__Given records__:
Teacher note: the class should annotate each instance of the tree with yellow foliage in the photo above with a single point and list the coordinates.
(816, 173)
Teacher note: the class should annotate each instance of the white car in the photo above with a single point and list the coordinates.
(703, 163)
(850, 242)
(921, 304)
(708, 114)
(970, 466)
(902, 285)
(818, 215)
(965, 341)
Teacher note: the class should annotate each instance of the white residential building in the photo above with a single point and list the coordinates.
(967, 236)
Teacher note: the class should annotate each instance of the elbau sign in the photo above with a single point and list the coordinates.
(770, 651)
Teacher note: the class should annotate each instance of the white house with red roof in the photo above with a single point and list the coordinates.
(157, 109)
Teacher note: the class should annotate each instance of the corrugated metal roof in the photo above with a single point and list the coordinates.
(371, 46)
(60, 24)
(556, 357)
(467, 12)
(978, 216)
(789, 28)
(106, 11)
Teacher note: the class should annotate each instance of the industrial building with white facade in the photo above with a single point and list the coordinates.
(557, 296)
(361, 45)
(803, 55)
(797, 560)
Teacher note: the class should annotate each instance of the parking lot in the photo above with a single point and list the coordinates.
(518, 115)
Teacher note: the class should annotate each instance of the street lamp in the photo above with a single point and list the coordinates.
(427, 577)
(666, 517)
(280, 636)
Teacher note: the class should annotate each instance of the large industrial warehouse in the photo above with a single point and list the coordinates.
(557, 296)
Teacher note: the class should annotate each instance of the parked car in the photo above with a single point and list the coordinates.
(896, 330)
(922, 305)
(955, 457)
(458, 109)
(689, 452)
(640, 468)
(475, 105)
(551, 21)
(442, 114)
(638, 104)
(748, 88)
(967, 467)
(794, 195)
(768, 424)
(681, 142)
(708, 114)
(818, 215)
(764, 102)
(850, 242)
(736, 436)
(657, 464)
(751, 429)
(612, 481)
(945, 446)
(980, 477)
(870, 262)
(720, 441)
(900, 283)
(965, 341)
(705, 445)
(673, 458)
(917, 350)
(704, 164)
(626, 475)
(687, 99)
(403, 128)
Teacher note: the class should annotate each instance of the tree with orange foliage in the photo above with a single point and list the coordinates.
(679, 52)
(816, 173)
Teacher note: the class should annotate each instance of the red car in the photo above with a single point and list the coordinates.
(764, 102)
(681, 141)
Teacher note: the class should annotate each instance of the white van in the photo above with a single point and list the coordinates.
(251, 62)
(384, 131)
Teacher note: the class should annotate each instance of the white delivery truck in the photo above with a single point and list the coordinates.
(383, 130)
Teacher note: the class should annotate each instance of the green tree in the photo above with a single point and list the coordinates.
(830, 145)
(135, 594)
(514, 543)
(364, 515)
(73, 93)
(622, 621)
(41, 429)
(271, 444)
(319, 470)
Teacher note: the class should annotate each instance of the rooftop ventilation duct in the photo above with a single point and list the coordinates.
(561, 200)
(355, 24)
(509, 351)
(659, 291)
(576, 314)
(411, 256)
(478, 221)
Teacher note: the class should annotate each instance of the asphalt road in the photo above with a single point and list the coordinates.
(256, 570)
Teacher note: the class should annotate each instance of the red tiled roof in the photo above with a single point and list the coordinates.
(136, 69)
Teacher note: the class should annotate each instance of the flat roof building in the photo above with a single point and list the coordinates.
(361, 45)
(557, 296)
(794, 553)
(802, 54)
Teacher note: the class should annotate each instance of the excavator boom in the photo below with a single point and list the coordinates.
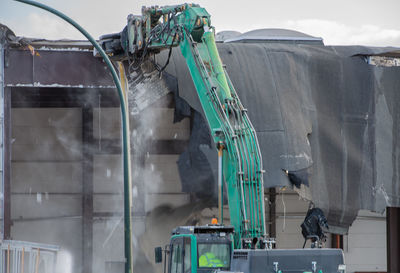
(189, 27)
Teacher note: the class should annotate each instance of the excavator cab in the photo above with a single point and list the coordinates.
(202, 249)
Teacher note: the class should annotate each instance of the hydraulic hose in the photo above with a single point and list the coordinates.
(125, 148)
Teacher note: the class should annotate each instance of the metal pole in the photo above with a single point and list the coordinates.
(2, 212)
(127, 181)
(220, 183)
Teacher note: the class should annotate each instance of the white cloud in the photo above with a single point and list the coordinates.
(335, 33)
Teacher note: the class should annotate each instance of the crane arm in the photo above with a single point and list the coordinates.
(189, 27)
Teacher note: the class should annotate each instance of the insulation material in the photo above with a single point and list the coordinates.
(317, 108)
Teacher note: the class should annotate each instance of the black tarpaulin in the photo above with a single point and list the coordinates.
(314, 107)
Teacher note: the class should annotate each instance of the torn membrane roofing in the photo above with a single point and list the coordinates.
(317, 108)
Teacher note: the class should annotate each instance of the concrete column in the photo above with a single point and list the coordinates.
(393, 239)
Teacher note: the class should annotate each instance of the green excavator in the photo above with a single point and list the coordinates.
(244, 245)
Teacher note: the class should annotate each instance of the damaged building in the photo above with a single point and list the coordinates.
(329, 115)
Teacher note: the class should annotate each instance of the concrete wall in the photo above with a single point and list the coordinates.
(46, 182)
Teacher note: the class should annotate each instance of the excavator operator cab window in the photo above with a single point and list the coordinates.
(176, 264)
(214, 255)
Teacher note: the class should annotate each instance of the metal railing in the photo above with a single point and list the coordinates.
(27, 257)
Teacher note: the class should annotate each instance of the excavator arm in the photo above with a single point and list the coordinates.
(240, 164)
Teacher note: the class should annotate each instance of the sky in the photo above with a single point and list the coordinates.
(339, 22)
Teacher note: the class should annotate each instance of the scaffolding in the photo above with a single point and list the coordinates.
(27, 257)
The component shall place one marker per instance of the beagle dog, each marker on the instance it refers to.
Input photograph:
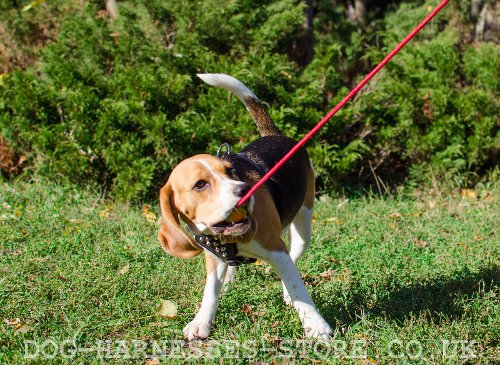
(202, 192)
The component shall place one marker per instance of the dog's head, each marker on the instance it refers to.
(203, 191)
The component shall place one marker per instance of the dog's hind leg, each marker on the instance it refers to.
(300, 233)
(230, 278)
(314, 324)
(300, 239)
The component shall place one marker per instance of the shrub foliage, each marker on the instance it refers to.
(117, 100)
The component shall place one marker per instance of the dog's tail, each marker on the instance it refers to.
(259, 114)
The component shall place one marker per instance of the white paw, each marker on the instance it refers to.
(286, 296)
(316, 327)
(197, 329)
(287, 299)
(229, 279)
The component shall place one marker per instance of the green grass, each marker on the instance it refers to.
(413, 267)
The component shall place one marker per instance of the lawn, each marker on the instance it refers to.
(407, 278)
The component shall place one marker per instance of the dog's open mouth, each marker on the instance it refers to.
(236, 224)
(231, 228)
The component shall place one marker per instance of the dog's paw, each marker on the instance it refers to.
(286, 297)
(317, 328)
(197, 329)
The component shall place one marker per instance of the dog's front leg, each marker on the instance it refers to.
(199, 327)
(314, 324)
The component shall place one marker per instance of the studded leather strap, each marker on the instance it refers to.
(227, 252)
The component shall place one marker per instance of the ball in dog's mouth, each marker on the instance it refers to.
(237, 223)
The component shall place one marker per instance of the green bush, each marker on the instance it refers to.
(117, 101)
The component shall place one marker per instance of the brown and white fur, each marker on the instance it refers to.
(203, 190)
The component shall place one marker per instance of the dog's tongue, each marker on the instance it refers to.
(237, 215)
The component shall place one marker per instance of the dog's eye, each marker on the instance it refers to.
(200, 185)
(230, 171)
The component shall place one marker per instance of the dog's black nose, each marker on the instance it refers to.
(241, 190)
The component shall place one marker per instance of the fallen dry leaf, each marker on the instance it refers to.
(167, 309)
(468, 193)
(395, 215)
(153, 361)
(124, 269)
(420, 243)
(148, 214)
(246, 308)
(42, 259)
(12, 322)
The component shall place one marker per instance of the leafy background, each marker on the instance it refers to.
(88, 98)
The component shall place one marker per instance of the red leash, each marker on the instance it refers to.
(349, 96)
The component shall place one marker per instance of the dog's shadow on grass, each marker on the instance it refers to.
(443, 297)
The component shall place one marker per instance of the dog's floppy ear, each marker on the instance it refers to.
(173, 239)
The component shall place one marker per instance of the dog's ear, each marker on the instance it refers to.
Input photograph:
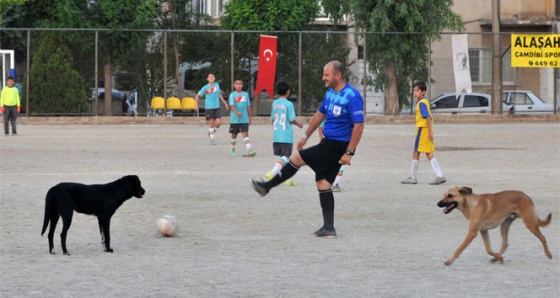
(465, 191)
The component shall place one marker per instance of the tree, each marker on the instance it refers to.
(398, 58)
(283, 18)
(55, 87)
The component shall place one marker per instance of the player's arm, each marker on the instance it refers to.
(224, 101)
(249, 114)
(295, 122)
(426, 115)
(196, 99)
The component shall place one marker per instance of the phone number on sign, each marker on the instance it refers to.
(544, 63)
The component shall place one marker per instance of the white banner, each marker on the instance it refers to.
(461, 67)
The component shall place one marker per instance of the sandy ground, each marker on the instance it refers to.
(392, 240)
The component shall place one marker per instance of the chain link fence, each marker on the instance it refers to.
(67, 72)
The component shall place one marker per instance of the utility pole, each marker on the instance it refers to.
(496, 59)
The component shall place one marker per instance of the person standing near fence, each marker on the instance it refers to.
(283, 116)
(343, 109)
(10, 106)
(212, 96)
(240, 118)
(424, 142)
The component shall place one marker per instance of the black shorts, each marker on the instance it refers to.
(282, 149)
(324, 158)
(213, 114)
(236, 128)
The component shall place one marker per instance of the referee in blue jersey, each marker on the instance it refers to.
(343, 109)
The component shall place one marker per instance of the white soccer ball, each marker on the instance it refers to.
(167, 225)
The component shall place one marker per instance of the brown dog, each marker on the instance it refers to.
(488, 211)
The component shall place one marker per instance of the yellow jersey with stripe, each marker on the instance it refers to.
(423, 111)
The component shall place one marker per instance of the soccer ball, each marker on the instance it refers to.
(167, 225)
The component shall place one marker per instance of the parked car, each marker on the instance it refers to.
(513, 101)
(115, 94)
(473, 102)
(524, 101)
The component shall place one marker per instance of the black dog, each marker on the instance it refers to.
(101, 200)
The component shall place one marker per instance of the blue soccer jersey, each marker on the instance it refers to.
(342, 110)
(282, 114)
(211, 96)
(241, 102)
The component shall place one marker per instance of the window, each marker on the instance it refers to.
==
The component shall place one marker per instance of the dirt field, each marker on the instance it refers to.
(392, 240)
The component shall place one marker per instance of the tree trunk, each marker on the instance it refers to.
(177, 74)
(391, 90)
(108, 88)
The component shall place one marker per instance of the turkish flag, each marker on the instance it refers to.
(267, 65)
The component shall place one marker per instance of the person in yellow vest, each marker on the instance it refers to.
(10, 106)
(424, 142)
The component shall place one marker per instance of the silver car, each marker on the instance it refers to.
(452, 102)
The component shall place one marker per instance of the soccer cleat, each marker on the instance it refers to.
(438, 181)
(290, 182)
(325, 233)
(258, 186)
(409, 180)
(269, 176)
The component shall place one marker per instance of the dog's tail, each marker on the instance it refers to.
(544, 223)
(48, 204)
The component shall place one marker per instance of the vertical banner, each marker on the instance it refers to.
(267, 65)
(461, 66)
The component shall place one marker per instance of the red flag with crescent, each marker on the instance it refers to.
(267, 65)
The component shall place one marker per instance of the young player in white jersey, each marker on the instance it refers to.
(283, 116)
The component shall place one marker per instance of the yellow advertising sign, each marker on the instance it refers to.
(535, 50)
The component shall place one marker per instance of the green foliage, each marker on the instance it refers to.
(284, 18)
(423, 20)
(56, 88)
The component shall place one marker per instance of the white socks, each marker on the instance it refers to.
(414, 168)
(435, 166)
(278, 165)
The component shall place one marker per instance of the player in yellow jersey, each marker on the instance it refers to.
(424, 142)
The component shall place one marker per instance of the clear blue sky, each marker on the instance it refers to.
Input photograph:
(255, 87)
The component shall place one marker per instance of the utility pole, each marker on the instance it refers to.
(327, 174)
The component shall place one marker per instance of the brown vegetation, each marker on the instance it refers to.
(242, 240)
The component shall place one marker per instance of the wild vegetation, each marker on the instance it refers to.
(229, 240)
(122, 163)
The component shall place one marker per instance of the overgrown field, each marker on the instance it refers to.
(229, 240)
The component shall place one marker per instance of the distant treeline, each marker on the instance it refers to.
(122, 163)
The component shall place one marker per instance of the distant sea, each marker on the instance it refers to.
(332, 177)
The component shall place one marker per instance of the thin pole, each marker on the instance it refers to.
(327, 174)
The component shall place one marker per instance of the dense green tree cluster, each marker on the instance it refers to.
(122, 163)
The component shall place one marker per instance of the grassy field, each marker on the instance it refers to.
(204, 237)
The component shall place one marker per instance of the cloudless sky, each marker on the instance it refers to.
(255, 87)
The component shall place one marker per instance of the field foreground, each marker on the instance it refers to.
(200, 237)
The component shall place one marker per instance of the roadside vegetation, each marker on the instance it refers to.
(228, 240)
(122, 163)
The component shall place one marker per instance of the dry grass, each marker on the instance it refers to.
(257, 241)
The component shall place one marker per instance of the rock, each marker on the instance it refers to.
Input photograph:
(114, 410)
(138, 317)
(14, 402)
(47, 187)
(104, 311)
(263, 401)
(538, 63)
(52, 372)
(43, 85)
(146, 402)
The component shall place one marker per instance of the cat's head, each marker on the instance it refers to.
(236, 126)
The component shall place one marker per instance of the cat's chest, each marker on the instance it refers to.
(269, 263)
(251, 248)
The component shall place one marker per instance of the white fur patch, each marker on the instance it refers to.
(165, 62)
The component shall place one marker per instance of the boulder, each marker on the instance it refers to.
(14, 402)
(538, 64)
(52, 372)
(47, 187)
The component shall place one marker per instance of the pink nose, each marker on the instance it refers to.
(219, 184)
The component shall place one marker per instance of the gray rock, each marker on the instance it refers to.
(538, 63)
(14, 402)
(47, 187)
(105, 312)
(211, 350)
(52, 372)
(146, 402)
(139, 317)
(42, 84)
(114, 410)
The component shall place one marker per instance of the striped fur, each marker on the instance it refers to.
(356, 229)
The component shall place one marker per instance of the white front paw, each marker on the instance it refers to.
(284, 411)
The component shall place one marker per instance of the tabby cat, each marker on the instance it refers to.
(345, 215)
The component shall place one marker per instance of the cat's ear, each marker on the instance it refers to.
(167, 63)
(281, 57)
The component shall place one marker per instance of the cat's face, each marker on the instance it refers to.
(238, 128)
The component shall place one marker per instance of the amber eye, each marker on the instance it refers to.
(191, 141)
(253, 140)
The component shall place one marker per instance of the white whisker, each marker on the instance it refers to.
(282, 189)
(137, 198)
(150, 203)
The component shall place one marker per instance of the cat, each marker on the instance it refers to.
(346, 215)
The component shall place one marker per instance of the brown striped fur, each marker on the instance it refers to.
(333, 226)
* * *
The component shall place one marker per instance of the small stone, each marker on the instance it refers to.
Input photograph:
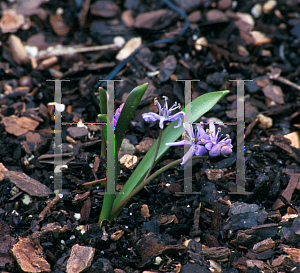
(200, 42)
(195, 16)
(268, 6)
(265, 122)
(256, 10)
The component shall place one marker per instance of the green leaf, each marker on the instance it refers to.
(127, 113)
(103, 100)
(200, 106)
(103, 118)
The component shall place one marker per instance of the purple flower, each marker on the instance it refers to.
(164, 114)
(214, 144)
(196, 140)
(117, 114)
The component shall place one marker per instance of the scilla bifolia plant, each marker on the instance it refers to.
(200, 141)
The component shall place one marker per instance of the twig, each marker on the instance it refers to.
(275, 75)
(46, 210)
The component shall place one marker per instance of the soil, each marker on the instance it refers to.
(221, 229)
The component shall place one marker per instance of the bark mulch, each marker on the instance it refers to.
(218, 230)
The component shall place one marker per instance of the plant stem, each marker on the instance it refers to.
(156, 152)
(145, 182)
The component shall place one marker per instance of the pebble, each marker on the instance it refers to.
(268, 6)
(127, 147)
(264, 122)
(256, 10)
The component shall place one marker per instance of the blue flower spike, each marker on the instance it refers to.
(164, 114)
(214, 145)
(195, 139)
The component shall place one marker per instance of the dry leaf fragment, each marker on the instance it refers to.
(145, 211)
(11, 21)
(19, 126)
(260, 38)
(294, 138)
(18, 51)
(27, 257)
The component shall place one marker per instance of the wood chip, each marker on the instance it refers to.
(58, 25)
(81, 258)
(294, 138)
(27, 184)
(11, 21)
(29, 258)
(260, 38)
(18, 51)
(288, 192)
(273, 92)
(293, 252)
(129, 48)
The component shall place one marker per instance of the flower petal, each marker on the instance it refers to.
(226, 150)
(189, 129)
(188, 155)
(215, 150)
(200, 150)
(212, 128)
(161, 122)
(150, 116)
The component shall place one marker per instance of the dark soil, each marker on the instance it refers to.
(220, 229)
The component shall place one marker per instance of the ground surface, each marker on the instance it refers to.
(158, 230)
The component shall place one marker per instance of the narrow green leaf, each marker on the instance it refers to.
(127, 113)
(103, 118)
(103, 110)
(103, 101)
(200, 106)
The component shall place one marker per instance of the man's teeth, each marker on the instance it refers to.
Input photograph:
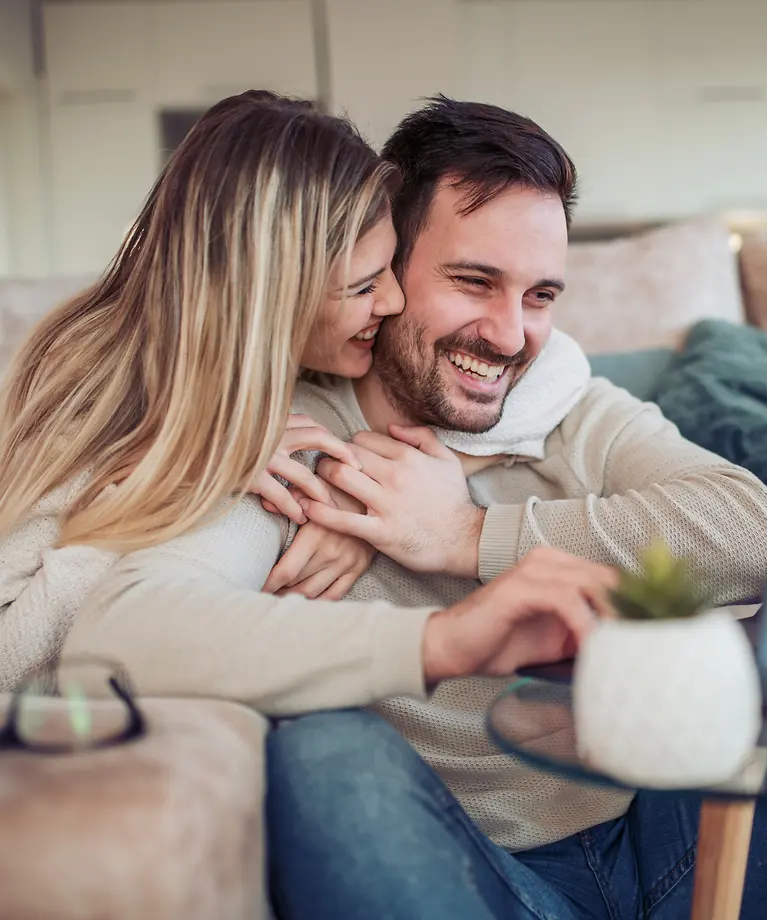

__Short problem__:
Return each line above that contains the word "striped", copying every such line in full.

__Task response__:
The component shall place one marker per instance of the striped fur, each marker on the instance it refers to.
The component shall place one marker per instance of the brown striped fur, each marker on the instance it refers to.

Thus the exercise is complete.